■ Text
◆ ◆ ◆ ◆ ◆ ◆ ◆

For these reasons, it is our judgment that the state has not met its “heavy burden” of overcoming the presumptive unreasonableness of a warrantless entry-into a home by establishing the existence of exigent circumstances to justify such an entry. See Welsh, 466 U.S. at 749-50, 104 S.Ct. 2091. We have also determined that there was no consent to the entry of the police into the apartment where Mr. Gonzalez resided. Accordingly, we conclude that the entry into Mr. Gonzalez’s residence, without a warrant, violated his Fourth Amendment rights. See Payton, 445 U.S. at 590, 100 S.Ct. 1371. The resulting arrest within his home was also “necessarily unlawful.” Bailey, 417 A.2d *1155at 919. Consequently, under the exclusionary rule, “the fruits of such an arrest (evidence seized in the dwelling) should have been suppressed.” Werner, 831 A.2d at 195; see also State v. Jennings, 461 A.2d 361, 368 (R.I.1983) (“The exclusionary rule bars from introduction at trial evidence obtained either during or as a direct result of searches and seizures in violation of an individual’s Fourth Amendment rights.”). Accordingly, we hold that the trial justice erred in failing to exclude the following evidence obtained during or subsequent to defendant’s illegal arrest: his statement that the gun the police were asking him about was not in the apartment, as well as the following items defendant points to, “a black Taurus handgun case, a 9 mm magazine, receipt for a gun purchase from D & L gun store, a black bubble vest, [gray] Timberland boots, a black jacket, and a multi-colored scarf’ (collectively, the tainted evidence).

◆ ◆ ◆ ◆ ◆ ◆ ◆

■ Recorded information
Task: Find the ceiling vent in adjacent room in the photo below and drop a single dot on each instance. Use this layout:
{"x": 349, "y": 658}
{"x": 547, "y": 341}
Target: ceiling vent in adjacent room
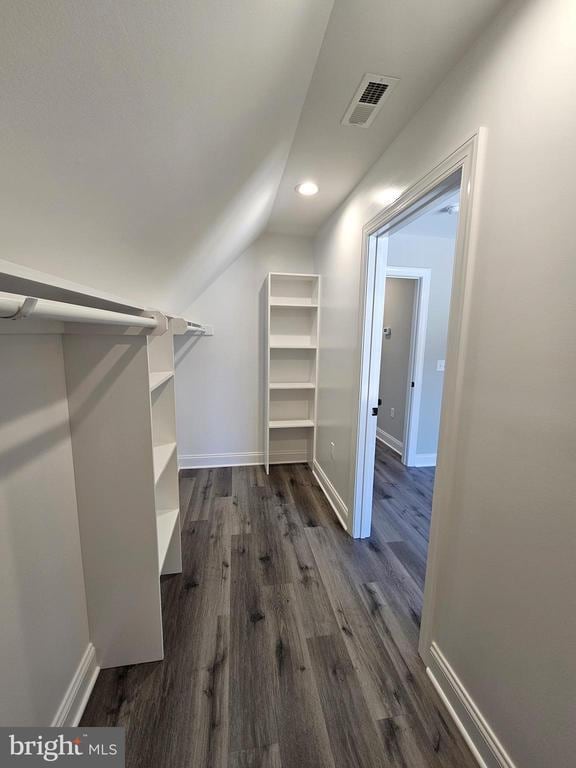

◆ ◆ ◆ ◆ ◆ ◆ ◆

■ Your task
In one to three sentences, explain why the court ruling above holds that the evidence seized in Mr. Gonzalez's apartment should have been suppressed.

■ The output
The state showed neither exigent circumstances nor consent for the warrantless entry into Mr. Gonzalez's home, so the entry violated his Fourth Amendment rights and the arrest inside his home was necessarily unlawful. Under the exclusionary rule, evidence obtained during or as a direct result of such a violation, including evidence seized in the dwelling as fruits of the arrest, must be suppressed.